## ASSIGNMENT
Produce a verbatim copy of the entries listed below.

## INFORMATION SUPPLIED
§ §
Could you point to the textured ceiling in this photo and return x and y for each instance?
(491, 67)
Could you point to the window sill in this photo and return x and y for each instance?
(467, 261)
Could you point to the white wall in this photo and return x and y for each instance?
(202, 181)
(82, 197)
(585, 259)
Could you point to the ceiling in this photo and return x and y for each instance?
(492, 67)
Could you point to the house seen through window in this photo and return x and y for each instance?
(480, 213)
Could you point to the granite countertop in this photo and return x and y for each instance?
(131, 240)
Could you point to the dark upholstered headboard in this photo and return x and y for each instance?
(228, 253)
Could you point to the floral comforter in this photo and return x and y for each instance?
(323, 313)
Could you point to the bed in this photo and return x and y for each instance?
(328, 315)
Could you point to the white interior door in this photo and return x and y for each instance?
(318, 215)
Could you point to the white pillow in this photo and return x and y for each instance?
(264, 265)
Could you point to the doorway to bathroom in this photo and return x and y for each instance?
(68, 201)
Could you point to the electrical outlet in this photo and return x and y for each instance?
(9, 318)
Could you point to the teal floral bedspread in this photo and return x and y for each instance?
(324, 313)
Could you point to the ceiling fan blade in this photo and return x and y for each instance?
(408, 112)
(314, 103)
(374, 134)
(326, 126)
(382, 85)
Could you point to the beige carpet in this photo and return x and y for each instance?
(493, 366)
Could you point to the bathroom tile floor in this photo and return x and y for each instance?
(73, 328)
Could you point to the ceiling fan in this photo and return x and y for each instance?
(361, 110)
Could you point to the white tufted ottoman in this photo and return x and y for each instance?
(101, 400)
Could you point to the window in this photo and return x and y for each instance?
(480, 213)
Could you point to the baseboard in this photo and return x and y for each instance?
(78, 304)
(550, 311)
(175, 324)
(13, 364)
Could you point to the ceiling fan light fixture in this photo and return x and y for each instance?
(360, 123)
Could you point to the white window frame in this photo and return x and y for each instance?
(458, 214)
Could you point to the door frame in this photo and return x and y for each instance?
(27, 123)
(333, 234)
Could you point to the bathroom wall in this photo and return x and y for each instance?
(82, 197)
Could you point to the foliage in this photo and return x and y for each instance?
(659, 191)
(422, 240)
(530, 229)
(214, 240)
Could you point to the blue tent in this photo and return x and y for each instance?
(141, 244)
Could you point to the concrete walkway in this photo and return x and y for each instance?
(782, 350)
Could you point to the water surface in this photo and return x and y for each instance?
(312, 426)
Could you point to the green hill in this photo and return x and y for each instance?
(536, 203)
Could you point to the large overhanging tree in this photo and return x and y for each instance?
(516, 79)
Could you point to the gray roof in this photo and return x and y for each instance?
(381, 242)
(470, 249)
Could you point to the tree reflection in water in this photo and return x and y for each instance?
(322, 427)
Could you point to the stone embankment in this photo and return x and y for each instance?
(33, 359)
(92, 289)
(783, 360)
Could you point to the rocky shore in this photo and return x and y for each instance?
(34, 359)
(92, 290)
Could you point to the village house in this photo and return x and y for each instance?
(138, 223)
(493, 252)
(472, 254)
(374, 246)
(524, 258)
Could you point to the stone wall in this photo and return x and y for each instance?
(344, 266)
§ §
## TASK RESPONSE
Could you point to the textured ceiling in this photo and return x and y for each instance?
(491, 67)
Could you point to the window sill in this photo and return x and y for each instance?
(467, 261)
Could you point to the white wall in this photo and return x and y for each instance?
(202, 181)
(82, 197)
(585, 259)
Could you point to the ceiling in this photo and return x and y for each instance?
(492, 67)
Could you point to the house seen through window in this photo and return x and y for each instance?
(480, 213)
Could you point to the granite countertop in this photo and return x and y for each instance?
(131, 240)
Could you point to the dark upholstered headboard in this photo and return x and y for each instance?
(228, 253)
Could you point to the floral comforter in this photo and return x and y for each instance?
(323, 313)
Could you point to the bed in this photo and return x and y for each instance?
(328, 315)
Could you point to the white interior door in this photo and return x and y for each instance?
(318, 215)
Could you point to the white pillow in this photo and return x and y for each instance?
(264, 265)
Could you point to the doorway to bathroom in this photo and return x and y for each instance?
(68, 201)
Could you point to the electrical outlet in this photo and return x and y for each instance?
(9, 318)
Could you point to the teal floral bedspread in this photo and return x and y for each instance?
(324, 313)
Could you point to the ceiling fan blade in this photo and return x and y for each instance?
(408, 112)
(314, 103)
(374, 134)
(326, 126)
(382, 85)
Could you point to the beige carpet in this photo and return x and y for each instance?
(493, 366)
Could you point to the bathroom tile floor in this photo and return x and y for each instance?
(73, 328)
Could you point to the ceiling fan in this photo and return x and y for each instance?
(361, 110)
Could you point to the white tufted ottoman in this photo and return x and y for each instance?
(101, 400)
Could you point to the window in this photo and return x and y for each instance?
(480, 213)
Could you point to the baseboard in this photo and return x and y for each instance?
(78, 304)
(550, 311)
(175, 324)
(13, 364)
Could you point to the ceiling fan light fixture in this photo and return x and y for each instance?
(360, 123)
Could you point to the white window frame in this photo and return x and y for each instance?
(458, 214)
Could you point to the door frame in this photo and return x and y for each instance?
(27, 123)
(333, 234)
Could you point to the bathroom wall in this photo and return x and y for each instance?
(82, 197)
Could you point to the foliage in this photo and return x and y for each instance?
(659, 191)
(422, 240)
(530, 229)
(214, 240)
Could you point to the blue tent in this photo and return x and y for each instance?
(141, 244)
Could you point to the concrete walkway in this photo and return x and y for each instance?
(782, 350)
Could you point to the water surface in this photo and return x and y for each instance?
(312, 426)
Could you point to the green hill in this photo and return x and y for each instance?
(536, 203)
Could you point to the large overhanging tree in this photo and return x and y for each instance?
(516, 79)
Could you point to the gray roof in this photo and return x and y for each instance?
(381, 242)
(470, 249)
Could you point to the tree reflection in water in this photo and return x and y for each instance?
(322, 427)
Could you point to the stone embankment in this photo and return x and y for each instance?
(33, 359)
(92, 289)
(783, 360)
Could you point to the rocky shore in this photo and return x and y for each instance?
(34, 359)
(92, 290)
Could you point to the village house in this photo and return x and y for each instance?
(138, 223)
(493, 252)
(472, 254)
(374, 246)
(524, 258)
Could you point to the stone wall in this photo and return x and y for each instance?
(344, 266)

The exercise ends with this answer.